**DO THIS:**
Count the lines in the material below that contain the string "shadow", where case counts. Reply with the number alone.

**SOURCE MATERIAL:**

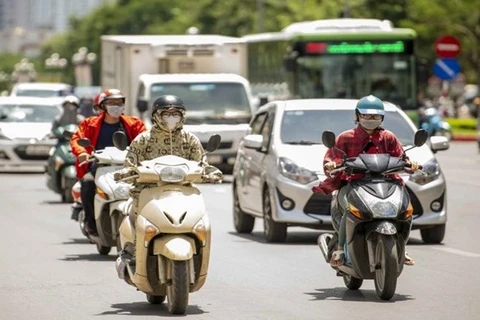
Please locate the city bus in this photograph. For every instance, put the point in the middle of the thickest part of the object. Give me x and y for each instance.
(335, 58)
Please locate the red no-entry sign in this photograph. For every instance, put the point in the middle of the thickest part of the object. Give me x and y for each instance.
(447, 47)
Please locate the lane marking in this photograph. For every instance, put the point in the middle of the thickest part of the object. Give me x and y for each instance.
(459, 252)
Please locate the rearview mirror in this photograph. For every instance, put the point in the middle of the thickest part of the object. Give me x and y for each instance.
(420, 138)
(120, 140)
(328, 139)
(84, 142)
(142, 106)
(213, 143)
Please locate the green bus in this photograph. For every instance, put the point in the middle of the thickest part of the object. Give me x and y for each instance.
(335, 58)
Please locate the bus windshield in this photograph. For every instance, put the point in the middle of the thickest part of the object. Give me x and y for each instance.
(389, 77)
(220, 103)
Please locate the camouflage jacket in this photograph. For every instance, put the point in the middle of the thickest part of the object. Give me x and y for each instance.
(157, 142)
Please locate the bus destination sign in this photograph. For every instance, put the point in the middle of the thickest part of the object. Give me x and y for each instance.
(363, 47)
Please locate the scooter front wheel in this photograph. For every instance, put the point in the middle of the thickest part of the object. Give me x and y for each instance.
(178, 290)
(386, 260)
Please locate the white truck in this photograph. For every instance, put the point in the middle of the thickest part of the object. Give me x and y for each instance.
(206, 71)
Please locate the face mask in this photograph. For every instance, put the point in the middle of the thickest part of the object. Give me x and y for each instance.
(370, 124)
(171, 121)
(115, 111)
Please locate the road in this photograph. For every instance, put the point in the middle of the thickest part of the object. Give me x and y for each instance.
(49, 271)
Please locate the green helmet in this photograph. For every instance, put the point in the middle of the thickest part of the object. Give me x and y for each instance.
(370, 105)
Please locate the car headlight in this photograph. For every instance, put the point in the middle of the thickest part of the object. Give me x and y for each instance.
(173, 174)
(122, 190)
(292, 171)
(430, 172)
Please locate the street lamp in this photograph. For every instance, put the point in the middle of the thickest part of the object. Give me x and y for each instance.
(24, 71)
(55, 63)
(83, 61)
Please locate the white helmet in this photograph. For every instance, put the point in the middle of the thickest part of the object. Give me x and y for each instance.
(72, 100)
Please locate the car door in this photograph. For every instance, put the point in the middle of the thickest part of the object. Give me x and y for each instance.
(245, 176)
(258, 163)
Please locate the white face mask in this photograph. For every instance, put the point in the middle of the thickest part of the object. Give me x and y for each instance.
(171, 121)
(370, 124)
(115, 111)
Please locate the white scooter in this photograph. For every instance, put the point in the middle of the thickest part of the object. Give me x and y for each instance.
(172, 229)
(110, 197)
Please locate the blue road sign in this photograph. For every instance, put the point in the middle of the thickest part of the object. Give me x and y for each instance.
(446, 68)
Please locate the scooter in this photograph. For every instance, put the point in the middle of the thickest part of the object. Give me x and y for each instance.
(434, 123)
(379, 219)
(172, 229)
(60, 169)
(110, 197)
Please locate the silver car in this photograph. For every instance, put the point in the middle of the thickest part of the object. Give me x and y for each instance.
(25, 123)
(281, 159)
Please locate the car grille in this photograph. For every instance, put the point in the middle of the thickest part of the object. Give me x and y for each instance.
(318, 204)
(417, 207)
(223, 145)
(22, 154)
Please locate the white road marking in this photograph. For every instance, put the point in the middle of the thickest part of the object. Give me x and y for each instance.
(459, 252)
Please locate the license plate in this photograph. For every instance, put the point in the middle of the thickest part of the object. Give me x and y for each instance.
(34, 150)
(214, 159)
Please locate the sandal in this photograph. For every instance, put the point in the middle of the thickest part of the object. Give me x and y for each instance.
(408, 260)
(338, 257)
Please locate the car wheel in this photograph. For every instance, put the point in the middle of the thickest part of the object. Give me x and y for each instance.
(243, 222)
(433, 234)
(273, 231)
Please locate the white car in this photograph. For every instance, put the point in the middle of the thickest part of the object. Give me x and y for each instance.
(41, 89)
(24, 124)
(281, 159)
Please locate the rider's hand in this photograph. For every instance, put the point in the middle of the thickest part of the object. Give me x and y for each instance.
(329, 166)
(82, 157)
(414, 165)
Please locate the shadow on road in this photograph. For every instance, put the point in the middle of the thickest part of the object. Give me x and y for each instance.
(147, 309)
(90, 257)
(293, 238)
(77, 241)
(354, 295)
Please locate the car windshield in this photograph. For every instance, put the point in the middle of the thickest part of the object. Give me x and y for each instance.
(41, 93)
(28, 113)
(209, 102)
(307, 126)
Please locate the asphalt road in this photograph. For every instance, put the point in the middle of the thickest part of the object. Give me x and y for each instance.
(49, 271)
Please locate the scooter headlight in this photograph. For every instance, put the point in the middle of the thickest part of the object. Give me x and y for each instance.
(173, 174)
(122, 190)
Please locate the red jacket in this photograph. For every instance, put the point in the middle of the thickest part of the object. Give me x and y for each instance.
(90, 128)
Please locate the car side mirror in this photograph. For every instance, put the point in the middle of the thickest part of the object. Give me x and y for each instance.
(439, 143)
(253, 141)
(213, 143)
(84, 142)
(120, 140)
(420, 138)
(328, 139)
(142, 106)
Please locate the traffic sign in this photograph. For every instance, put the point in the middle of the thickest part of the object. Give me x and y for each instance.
(447, 47)
(446, 68)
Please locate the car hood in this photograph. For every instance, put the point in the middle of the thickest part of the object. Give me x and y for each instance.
(311, 157)
(25, 130)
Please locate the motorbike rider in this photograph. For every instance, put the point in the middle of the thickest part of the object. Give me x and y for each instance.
(367, 137)
(99, 129)
(69, 115)
(166, 137)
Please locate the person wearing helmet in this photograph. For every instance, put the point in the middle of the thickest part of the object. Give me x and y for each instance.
(99, 129)
(69, 114)
(367, 137)
(166, 137)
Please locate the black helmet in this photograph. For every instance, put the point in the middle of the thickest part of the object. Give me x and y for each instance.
(166, 102)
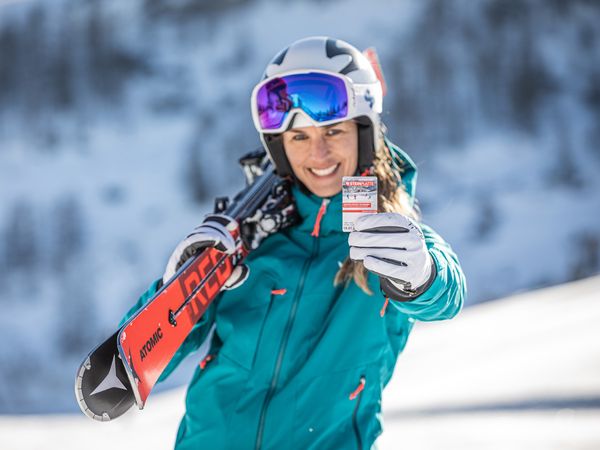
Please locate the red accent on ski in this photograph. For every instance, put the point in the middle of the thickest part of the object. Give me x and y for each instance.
(205, 361)
(169, 320)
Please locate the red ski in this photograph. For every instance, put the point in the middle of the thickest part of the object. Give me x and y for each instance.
(124, 369)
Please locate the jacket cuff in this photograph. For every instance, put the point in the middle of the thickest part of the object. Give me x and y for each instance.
(394, 292)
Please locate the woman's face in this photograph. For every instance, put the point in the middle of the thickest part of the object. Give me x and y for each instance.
(321, 156)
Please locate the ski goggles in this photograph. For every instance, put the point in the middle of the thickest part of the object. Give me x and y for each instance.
(324, 97)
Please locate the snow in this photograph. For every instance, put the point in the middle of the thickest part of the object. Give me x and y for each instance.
(520, 373)
(95, 195)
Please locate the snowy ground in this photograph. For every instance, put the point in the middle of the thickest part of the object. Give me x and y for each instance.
(521, 373)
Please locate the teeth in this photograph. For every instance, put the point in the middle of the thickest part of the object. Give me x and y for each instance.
(324, 172)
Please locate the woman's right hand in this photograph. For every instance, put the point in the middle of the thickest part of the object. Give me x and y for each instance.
(212, 232)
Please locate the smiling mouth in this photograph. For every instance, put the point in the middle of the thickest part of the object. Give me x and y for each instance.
(324, 172)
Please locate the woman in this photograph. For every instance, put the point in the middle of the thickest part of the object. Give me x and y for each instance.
(308, 332)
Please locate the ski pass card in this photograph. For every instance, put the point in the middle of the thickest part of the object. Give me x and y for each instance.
(359, 196)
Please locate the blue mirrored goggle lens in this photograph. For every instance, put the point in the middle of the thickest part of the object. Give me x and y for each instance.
(321, 96)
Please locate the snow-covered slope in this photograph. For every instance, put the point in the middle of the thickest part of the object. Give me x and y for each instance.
(520, 373)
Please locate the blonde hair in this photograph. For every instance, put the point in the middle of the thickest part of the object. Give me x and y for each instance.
(391, 197)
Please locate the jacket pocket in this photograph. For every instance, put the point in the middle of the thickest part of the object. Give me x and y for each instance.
(356, 396)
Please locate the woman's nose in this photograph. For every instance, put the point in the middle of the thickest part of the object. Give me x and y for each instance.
(319, 149)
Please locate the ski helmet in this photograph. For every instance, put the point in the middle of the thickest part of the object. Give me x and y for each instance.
(318, 57)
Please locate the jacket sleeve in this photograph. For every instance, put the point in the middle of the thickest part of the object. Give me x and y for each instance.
(444, 297)
(192, 342)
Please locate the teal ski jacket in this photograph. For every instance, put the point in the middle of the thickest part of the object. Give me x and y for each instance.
(296, 362)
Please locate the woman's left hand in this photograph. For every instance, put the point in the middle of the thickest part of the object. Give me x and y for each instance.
(392, 246)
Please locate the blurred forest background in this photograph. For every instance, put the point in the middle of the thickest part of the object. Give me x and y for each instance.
(121, 121)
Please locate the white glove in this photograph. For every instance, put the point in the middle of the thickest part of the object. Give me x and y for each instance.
(212, 232)
(392, 246)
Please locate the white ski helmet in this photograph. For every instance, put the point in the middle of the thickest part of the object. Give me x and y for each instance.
(323, 55)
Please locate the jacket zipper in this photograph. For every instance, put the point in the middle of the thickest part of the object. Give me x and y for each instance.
(286, 335)
(355, 414)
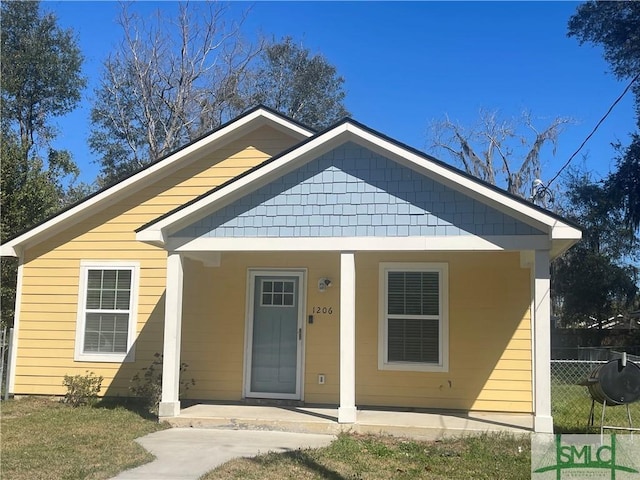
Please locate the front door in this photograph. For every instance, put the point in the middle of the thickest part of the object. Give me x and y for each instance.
(275, 339)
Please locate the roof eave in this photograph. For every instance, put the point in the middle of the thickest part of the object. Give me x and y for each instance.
(251, 120)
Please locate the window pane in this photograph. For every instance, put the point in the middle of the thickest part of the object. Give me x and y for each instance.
(120, 343)
(93, 299)
(91, 341)
(106, 333)
(124, 279)
(395, 289)
(122, 299)
(431, 293)
(94, 279)
(108, 300)
(413, 293)
(109, 279)
(413, 340)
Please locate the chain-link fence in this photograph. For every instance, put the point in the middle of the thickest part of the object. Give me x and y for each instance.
(571, 402)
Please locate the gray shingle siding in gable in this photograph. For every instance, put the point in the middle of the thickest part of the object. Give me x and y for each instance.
(353, 192)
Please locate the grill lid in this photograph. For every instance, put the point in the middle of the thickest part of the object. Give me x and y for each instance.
(617, 382)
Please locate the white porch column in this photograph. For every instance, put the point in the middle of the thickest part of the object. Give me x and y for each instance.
(543, 422)
(347, 409)
(169, 404)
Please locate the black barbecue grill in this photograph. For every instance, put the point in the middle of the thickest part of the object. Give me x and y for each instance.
(616, 382)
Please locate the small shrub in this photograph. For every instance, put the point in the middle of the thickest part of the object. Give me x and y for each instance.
(82, 389)
(147, 383)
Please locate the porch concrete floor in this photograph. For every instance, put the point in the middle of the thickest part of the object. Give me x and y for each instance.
(429, 425)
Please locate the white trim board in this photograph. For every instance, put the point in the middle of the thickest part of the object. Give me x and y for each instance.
(453, 243)
(252, 273)
(185, 156)
(158, 232)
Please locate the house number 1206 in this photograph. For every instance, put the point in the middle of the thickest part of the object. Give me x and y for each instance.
(325, 310)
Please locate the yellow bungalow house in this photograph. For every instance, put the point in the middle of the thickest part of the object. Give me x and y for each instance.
(339, 267)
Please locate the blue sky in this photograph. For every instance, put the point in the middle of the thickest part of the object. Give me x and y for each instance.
(408, 63)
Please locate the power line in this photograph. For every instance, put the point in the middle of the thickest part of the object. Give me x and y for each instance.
(594, 130)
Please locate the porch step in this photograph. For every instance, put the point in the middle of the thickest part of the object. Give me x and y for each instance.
(325, 421)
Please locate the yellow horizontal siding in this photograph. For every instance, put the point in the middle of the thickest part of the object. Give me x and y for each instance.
(489, 337)
(50, 275)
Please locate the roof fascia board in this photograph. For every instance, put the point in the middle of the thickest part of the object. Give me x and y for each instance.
(351, 131)
(255, 178)
(468, 243)
(470, 186)
(192, 152)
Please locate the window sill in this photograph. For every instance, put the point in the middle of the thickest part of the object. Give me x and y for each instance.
(104, 357)
(413, 367)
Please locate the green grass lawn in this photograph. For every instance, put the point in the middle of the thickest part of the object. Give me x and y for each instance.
(570, 408)
(43, 439)
(359, 457)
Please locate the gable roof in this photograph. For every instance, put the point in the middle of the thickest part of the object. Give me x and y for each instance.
(561, 233)
(249, 121)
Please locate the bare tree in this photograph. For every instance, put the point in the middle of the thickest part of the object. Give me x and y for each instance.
(170, 81)
(500, 152)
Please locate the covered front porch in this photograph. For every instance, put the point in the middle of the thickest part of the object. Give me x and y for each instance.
(414, 423)
(344, 347)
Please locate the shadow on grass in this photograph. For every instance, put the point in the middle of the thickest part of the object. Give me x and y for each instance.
(300, 457)
(134, 405)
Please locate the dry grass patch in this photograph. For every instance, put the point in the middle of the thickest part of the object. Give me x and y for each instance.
(368, 457)
(44, 439)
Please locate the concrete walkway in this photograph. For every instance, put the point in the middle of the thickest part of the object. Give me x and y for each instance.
(206, 436)
(424, 425)
(189, 453)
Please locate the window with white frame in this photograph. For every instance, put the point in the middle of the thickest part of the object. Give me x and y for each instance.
(106, 311)
(413, 325)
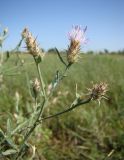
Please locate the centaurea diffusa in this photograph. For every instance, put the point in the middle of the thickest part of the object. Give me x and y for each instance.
(98, 91)
(76, 37)
(36, 87)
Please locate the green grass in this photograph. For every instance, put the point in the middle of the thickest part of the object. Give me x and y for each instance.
(89, 132)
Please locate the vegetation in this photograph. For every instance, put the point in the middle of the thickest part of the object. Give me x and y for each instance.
(35, 118)
(89, 132)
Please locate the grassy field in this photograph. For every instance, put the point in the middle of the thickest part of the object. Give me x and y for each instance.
(90, 132)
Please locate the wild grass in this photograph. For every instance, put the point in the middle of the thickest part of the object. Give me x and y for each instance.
(91, 132)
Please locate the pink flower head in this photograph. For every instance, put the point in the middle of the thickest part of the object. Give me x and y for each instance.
(77, 34)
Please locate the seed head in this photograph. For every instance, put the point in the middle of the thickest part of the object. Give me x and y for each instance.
(76, 37)
(98, 91)
(36, 87)
(31, 44)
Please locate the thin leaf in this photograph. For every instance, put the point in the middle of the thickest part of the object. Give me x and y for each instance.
(9, 152)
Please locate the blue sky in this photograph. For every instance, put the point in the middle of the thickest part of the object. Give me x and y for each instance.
(51, 20)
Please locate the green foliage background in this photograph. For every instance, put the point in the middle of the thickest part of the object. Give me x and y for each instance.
(90, 132)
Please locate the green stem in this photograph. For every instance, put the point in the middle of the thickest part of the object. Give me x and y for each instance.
(30, 131)
(41, 80)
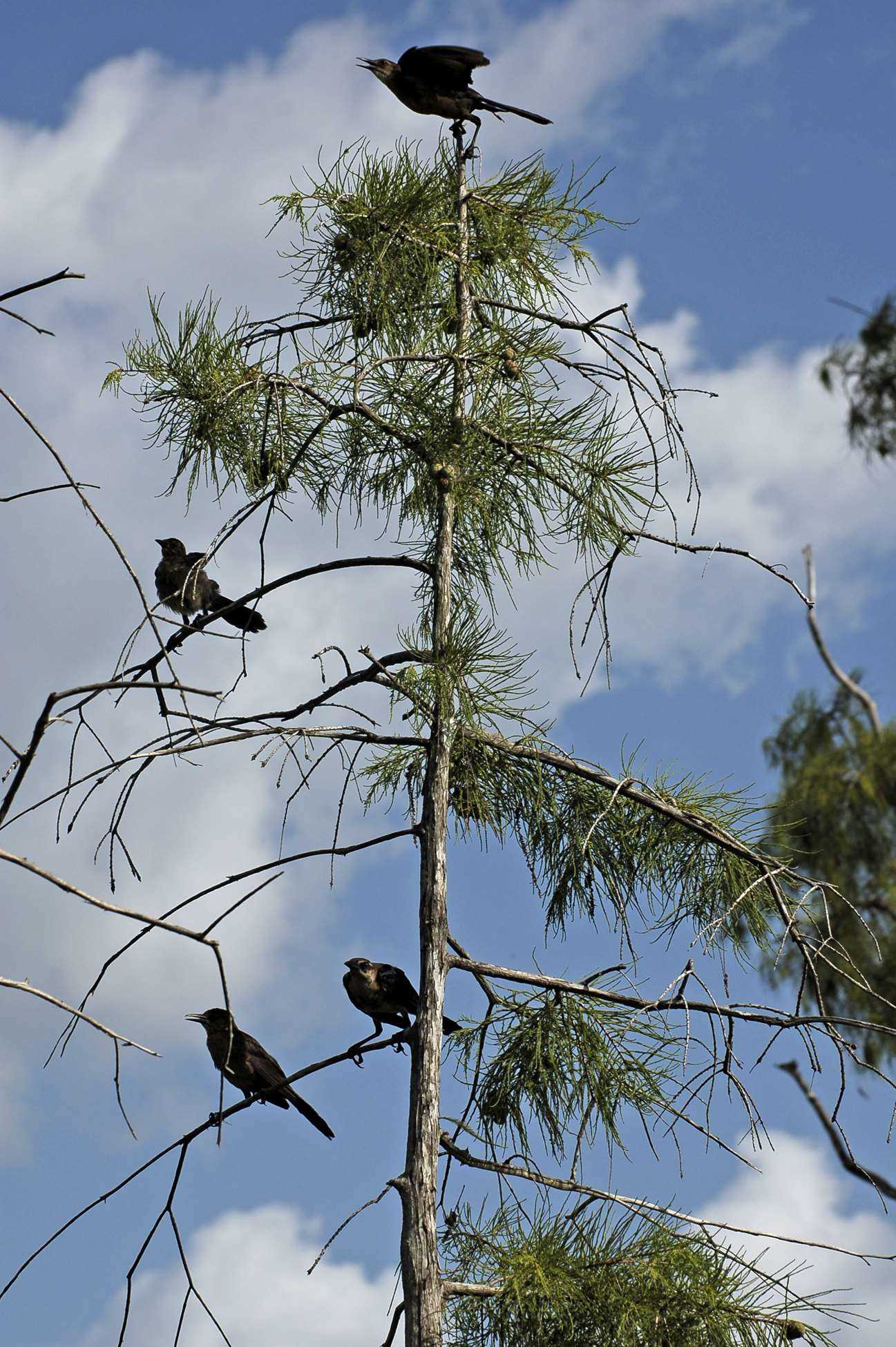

**TASK ANSWER:**
2